**DIRECTIVES**.
a – Copy the stretch of the mailing-list message on dir inheritance from "Re: per-paragraph auto-direction, a.k.a." through "from outer elements.", substituting "derive" for "inherit".
b – Continue the mailing-list message on dir inheritance from the point where it stops.

**PAGE EXCERPT**.
%%
W3C home > Mailing lists > Public > public-i18n-bidi@w3.org > July to September 2010

Re: per-paragraph auto-direction, a.k.a. dir=uba

From: Aharon (Vladimir) Lanin <aharon@google.com>
Date: Wed, 15 Sep 2010 10:40:19 +0200
Message-ID: <AANLkTinyO2gkoqxQSy7dyPify7m1GOJAOJscf2MFW3Uv@mail.gmail.com>
To: Matitiahu Allouche <matial@il.ibm.com>
Cc: "Phillips, Addison" <addison@lab126.com>, Adil Allawi <adil@diwan.com>, Behdad Esfahbod <behdad@behdad.org>, Ehsan Akhgari <ehsan@mozilla.com>, fantasai <fantasai.lists@inkedblade.net>, public-i18n-bidi@w3.org, public-i18n-bidi-request@w3.org, Shachar Shemesh <shachar@shemesh.biz>
> What do you mean, "dir does not" (inherit)?
> I interpret it as: an inner element without an
> explicit dir attribute does not inherit its
> direction from outer elements.
> So where does it get it from?
> I am sure it is not the right interpretation, but
> I am afraid the text itself is not very clear.

I am not trying to say anything new. I do not want to introduce any changes
to the dir inheritance mechanism (if one can call it that) from the way it
works in HTML 4.01, or from the way it is described in the first public
draft of the proposal, which is supposed to be compatible with HTML 4.01. As
far as I understand, the mechanism is that dir's effects are actually
limited to specifying default values for the CSS properties unicode-bidi and
direction:

   - Explicit dir=ltr defaults unicode-bidi to embed (or to bidi-override on
   a <bdo>) and direction to ltr. This, in turn, emulates an LRE (or LRO) and
   PDF.
   - Explicit dir=rtl defaults unicode-bidi to embed (or to bidi-override on
   a <bdo>) and direction to rtl. This, in turn, emulates an RLE (or RLO) and
   PDF.
%%
**INFORMATION SUPPLIED**.
%%
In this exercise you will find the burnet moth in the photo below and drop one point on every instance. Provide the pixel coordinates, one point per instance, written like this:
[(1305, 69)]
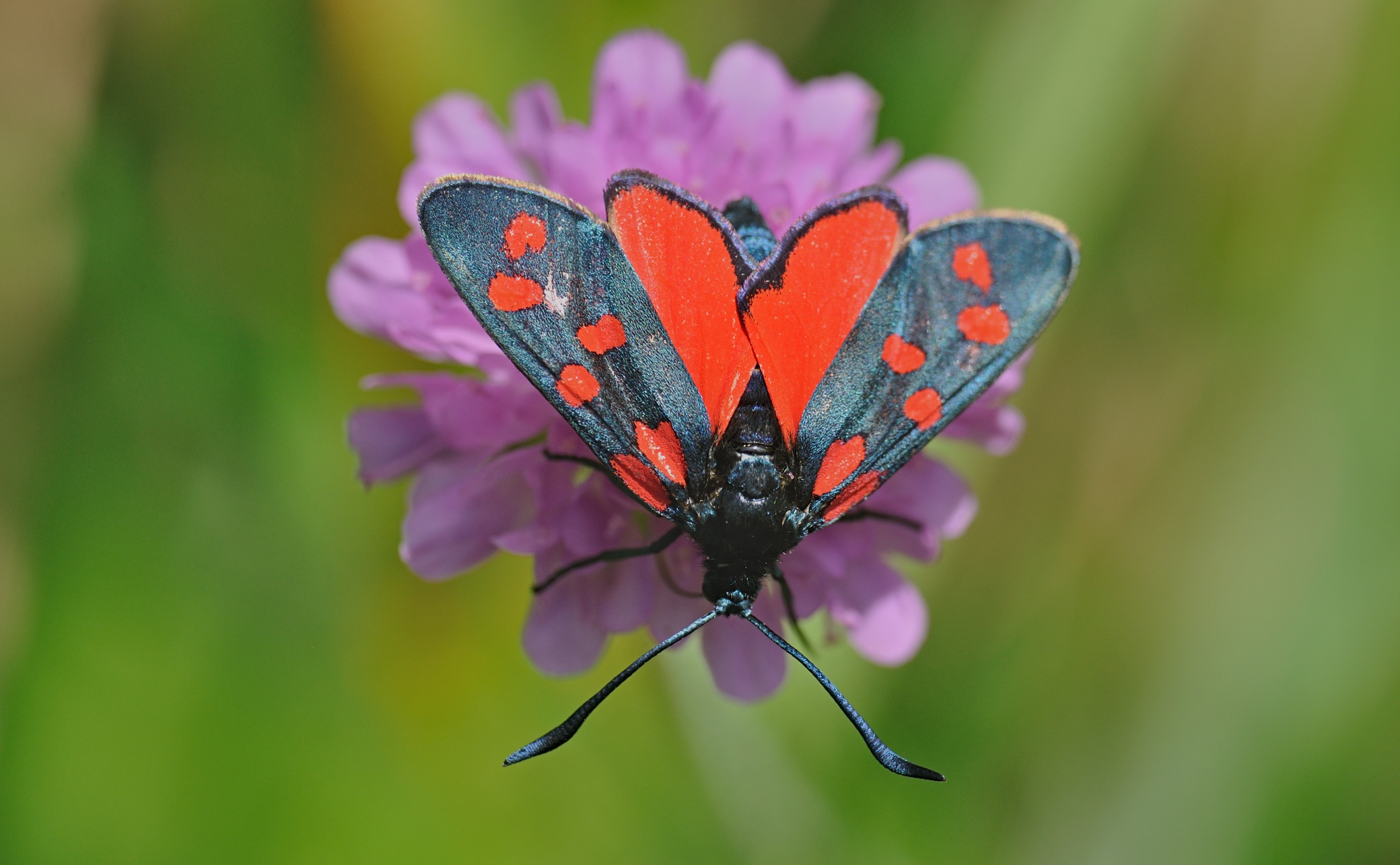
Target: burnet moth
[(746, 388)]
%%
**RESPONSE LIST**.
a –
Re: per-paragraph auto-direction, a.k.a. dir=uba

From: Aharon (Vladimir) Lanin <aharon@google.com>
Date: Wed, 15 Sep 2010 10:40:19 +0200
Message-ID: <AANLkTinyO2gkoqxQSy7dyPify7m1GOJAOJscf2MFW3Uv@mail.gmail.com>
To: Matitiahu Allouche <matial@il.ibm.com>
Cc: "Phillips, Addison" <addison@lab126.com>, Adil Allawi <adil@diwan.com>, Behdad Esfahbod <behdad@behdad.org>, Ehsan Akhgari <ehsan@mozilla.com>, fantasai <fantasai.lists@inkedblade.net>, public-i18n-bidi@w3.org, public-i18n-bidi-request@w3.org, Shachar Shemesh <shachar@shemesh.biz>
> What do you mean, "dir does not" (derive)?
> I interpret it as: an inner element without an
> explicit dir attribute does not derive its
> direction from outer elements.

b –
   - Any other explicit value for dir (which, strictly speaking, is
   invalid), or no dir attribite at all, defaults unicode-bidi to normal and
   inherits direction from the parent. If the display is block, the element's
   content is put into a new UBA paragraph, with the paragraph level set
   according to the directipon property.

Thus, dir does not inherit. You can test this by checking that

<div dir=ltr>HELLO <span>-</span> GOODBYE</div>

does not give the same results as

<div dir=ltr>HELLO <span dir=ltr>-</span> GOODBYE</div>

- which would be the case if dir truly inherited.

> I may have missed it, but the description of dir=auto with
> autodirmethod=uba nowhere specifies that the direction is
> recomputed for each new paragraph (or element of such
> and such types).

I thought that this was implicit in stating that "the UBA is invoked on the
textarea content specifying only a default paragraph level (in icu4j
terminology, either LEVEL_DEFAULT_LTR or LEVEL_DEFAULT_RTL)". The UBA will
then assign each paragraph its own paragraph level. This could be stated
explicitly, of course.

> I think that [first-strong in the absence of strong characters
> but in the presence of] AN should rather return rtl. (In UBA
> jargon, EN digits in a neutral context receive bidi embedding
> level 0 while AN digits receive level 2). Native Arabic users
> should confirm.

First, I would like to state why I want first-strong to return ltr in the
absence of L, R, and AL, but in the presence of EN. It is so that a dir=auto
element containing what I call a "formatted number" comes out LTR in an RTL
context. Here are the EN "formatted number" cases that concern me:


   - phone numbers, e.g. "+1 617 987 6543", "(617) 987-6543", etc., which in
   RTL would come out visually as "6543 987 617 1+" and "987-6543 (617)",
   respectively.
   - negative numbers, e.g."-12", which in RTL comes out as "12-".


I believe that the EN phone number cases rendered in RTL would be
unacceptable in all RTL contexts - Hebrew, Arabic, Farsi, etc.

As for the negative numbers, rendering them in RTL is unacceptable in
Hebrew. In Arabic, as far as I understand, the minus is acceptable on either
side when EN digits are used, with the left perhaps being more commonly
used. Thus, making negative EN numbers LTR should do no harm there. I do not
know what the situation is in Farsi and Urdu - anyone?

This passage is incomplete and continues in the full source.